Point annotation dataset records
- - -

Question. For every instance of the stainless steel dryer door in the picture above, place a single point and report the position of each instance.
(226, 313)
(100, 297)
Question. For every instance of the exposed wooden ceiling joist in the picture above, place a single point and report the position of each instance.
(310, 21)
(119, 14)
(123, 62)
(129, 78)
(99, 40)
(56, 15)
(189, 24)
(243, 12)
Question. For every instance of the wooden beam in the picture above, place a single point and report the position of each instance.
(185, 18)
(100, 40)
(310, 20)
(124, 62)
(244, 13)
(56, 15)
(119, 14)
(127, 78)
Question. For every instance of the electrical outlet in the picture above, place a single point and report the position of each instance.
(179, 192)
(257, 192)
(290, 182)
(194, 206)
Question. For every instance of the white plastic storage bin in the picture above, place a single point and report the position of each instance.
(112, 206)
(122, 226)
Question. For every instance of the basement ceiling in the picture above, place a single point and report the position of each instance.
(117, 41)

- - -

→ **STATED TASK**
Copy every one of the records above, keeping each line unchanged.

→ **EXPECTED OUTPUT**
Question. For every instance of the stainless steel dryer door in the picture above, place a single point and report the position of each instance.
(226, 313)
(100, 297)
Question. For every instance of the exposed wooden ceiling joist in the picture above, place a single point and report the position of each instance.
(310, 21)
(119, 14)
(123, 62)
(129, 78)
(99, 40)
(56, 15)
(189, 24)
(243, 12)
Question. For every instance of the wooden beam in the picture above, place a single point and report the position of each instance.
(185, 18)
(100, 40)
(310, 20)
(124, 62)
(244, 13)
(56, 15)
(119, 14)
(127, 78)
Question. For every instance of the electrical outlet in the picture above, place a single point and report the position of each instance.
(179, 192)
(257, 192)
(290, 182)
(194, 206)
Question. For every instance of the white plastic storage bin in the picture above, place a single point and report the position of each instance.
(112, 206)
(122, 226)
Question. For every instance of the basement ceiling in the picture above, place a single point and report the position of each instance.
(117, 41)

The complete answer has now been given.